やること: 下の抜粋の「前回掲載した八剱社、その社頭」から「の効く光景が広がっています。」までを、一字も変えずに全部そのまま書き写してください。

抜粋:
前回掲載した八剱社、その社頭の前を東西に続く生活道路を東へ約1㌔直進し、突き当りの三叉路を左に曲がった先の公園が今回の目的地、大口町秋田の金刀比羅社になります。
田畑の中を東に真っすぐに続く生活道路。
街から訪れた者にすれば、信号のない見通しのいい道路ですが、地元や農家の方にとっては生活道路であり農道。
金刀比羅社には参拝者駐車場はないので、堀尾跡公園に駐車して15分程散策するつもりで訪れるのがいいだろう。
上は鎮座地の明治24年頃とほゞ現在の比較。
田畑が広がっいた一帯、現在は民家や事業所が増えたとはいえ、見通しの効く光景が広がっています。
もう少し暖かくなれば土筆も見られるのではないだろうか。

データ行:
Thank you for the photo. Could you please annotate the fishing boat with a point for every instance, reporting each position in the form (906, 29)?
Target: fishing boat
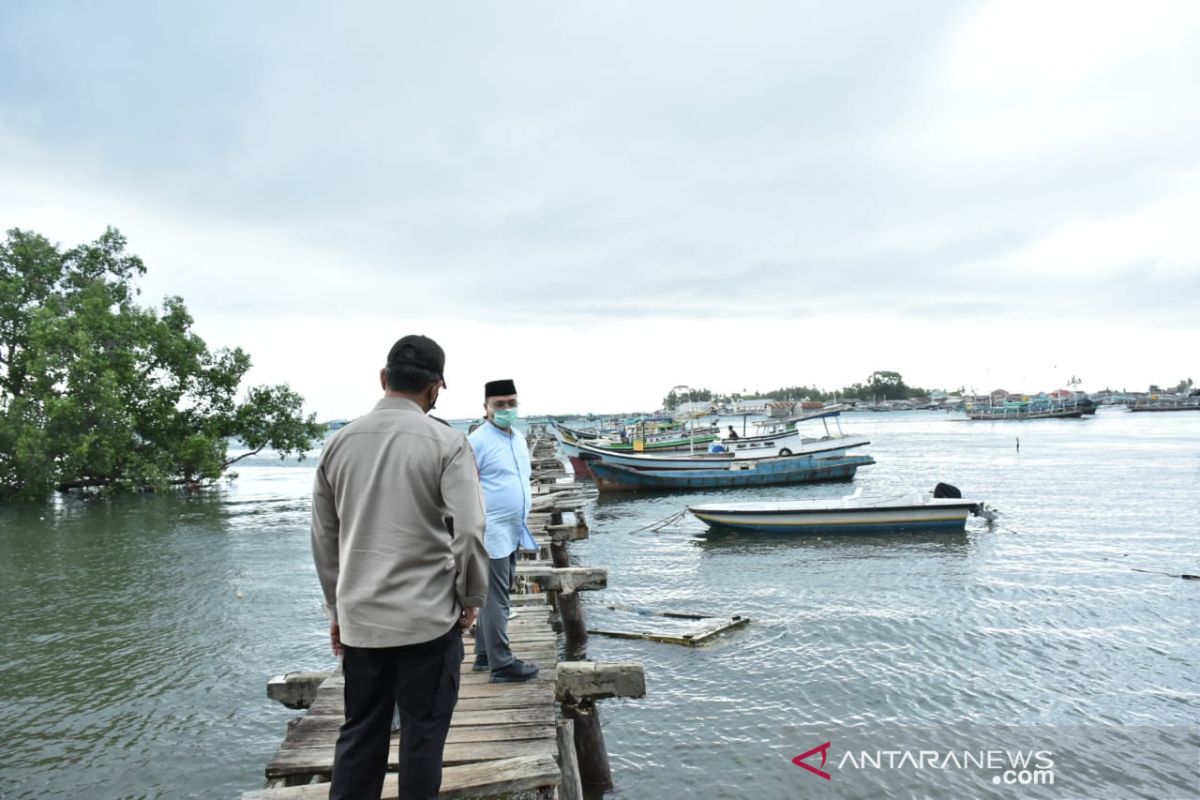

想定される答え:
前回掲載した八剱社、その社頭の前を東西に続く生活道路を東へ約1㌔直進し、突き当りの三叉路を左に曲がった先の公園が今回の目的地、大口町秋田の金刀比羅社になります。
田畑の中を東に真っすぐに続く生活道路。
街から訪れた者にすれば、信号のない見通しのいい道路ですが、地元や農家の方にとっては生活道路であり農道。
金刀比羅社には参拝者駐車場はないので、堀尾跡公園に駐車して15分程散策するつもりで訪れるのがいいだろう。
上は鎮座地の明治24年頃とほゞ現在の比較。
田畑が広がっいた一帯、現在は民家や事業所が増えたとはいえ、見通しの効く光景が広がっています。